Exercise details. Copy, from the data below, every line that has "arched" in it.

━━━

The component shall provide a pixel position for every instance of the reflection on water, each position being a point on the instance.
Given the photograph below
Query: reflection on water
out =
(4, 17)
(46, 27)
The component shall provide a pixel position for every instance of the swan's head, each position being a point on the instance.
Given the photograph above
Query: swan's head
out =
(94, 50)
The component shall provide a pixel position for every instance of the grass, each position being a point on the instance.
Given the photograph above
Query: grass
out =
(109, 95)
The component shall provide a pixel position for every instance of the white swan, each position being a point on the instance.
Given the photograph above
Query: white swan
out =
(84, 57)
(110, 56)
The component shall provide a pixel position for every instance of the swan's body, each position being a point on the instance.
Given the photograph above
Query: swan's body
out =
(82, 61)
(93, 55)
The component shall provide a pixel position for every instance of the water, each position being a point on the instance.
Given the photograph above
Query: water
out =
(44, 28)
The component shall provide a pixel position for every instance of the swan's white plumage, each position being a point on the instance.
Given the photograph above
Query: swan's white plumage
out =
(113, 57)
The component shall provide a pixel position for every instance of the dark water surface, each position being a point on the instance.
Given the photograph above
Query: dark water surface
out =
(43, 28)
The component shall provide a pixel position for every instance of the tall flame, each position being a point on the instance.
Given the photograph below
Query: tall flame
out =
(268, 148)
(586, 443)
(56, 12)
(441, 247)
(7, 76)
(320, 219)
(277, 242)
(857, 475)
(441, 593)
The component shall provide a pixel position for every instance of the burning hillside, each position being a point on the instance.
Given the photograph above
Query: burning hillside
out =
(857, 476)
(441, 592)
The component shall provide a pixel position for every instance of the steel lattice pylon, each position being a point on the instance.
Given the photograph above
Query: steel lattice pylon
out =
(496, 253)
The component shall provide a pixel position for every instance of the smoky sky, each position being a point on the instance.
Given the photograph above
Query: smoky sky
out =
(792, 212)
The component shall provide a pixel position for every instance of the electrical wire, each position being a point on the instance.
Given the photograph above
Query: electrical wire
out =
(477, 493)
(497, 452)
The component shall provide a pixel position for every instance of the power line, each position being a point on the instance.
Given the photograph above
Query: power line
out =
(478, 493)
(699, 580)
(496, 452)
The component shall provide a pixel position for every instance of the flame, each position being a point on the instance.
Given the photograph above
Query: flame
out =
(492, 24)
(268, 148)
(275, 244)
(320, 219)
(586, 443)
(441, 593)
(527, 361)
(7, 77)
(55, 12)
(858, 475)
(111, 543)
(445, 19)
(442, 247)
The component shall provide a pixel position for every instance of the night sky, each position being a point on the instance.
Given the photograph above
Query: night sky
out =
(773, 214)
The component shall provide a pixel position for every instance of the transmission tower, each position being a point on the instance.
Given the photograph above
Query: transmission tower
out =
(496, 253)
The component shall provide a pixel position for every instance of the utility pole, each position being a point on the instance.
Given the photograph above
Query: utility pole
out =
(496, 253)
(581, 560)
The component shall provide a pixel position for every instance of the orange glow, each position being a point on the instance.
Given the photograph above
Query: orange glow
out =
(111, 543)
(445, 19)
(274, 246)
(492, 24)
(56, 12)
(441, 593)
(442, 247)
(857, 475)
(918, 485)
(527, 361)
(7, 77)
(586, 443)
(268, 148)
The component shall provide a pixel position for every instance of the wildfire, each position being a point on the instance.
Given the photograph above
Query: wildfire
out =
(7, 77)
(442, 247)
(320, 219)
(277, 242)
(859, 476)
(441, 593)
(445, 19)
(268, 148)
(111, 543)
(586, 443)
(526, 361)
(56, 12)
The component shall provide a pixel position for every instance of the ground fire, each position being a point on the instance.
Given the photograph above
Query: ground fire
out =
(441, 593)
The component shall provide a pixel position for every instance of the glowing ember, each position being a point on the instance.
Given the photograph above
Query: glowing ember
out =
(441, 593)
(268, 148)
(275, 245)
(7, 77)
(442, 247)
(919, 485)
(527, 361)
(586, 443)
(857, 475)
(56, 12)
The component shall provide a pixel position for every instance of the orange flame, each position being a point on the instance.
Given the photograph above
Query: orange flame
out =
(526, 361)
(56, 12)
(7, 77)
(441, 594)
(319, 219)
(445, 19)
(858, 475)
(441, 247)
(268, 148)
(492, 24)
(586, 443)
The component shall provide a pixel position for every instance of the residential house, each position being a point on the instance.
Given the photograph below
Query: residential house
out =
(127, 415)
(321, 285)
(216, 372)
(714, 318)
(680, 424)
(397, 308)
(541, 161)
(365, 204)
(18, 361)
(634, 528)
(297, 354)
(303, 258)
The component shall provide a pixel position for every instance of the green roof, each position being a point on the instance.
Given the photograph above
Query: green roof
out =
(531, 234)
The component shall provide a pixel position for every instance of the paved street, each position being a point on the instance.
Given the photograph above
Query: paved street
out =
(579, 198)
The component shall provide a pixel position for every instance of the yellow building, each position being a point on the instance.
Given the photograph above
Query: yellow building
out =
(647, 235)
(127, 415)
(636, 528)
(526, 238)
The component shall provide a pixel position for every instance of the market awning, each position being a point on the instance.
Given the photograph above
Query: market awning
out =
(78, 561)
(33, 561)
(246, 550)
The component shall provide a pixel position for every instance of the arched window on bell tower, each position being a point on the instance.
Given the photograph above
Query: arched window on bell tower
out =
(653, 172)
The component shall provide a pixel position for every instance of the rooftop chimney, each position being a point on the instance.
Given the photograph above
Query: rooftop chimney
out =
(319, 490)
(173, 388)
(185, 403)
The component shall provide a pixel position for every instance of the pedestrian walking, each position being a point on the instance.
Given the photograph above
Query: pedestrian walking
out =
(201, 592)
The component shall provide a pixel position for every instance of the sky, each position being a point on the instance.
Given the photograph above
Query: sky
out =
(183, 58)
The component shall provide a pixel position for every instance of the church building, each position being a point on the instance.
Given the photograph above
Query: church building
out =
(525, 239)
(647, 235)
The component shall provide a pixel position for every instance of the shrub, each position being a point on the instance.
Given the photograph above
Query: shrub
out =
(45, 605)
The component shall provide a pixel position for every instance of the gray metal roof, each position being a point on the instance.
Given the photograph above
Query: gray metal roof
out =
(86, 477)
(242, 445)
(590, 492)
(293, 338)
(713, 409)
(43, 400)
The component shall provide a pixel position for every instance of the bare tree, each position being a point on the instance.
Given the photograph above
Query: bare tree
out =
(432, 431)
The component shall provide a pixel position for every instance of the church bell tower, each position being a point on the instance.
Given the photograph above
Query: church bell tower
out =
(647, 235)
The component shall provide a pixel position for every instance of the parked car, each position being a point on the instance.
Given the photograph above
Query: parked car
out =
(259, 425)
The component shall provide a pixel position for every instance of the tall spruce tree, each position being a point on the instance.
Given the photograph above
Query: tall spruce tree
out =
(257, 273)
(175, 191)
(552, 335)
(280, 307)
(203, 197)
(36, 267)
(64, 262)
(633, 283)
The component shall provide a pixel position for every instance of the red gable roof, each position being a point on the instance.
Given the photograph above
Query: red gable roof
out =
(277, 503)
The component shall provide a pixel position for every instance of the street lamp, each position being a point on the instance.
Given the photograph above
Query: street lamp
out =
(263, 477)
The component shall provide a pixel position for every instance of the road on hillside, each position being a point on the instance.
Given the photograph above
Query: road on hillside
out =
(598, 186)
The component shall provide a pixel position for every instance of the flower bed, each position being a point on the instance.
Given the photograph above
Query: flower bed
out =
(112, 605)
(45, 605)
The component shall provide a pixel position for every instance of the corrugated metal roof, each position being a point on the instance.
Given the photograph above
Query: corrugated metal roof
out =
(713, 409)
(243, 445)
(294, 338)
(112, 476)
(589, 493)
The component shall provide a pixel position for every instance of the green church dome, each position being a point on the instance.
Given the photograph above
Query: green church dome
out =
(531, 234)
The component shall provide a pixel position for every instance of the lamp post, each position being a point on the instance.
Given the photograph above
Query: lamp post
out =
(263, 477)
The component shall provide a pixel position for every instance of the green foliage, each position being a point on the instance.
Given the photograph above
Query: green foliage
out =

━━━

Written response.
The component shall provide a pixel position for every instance of the arched window on bell tower, each position being a point on the instance.
Query: arched window on bell tower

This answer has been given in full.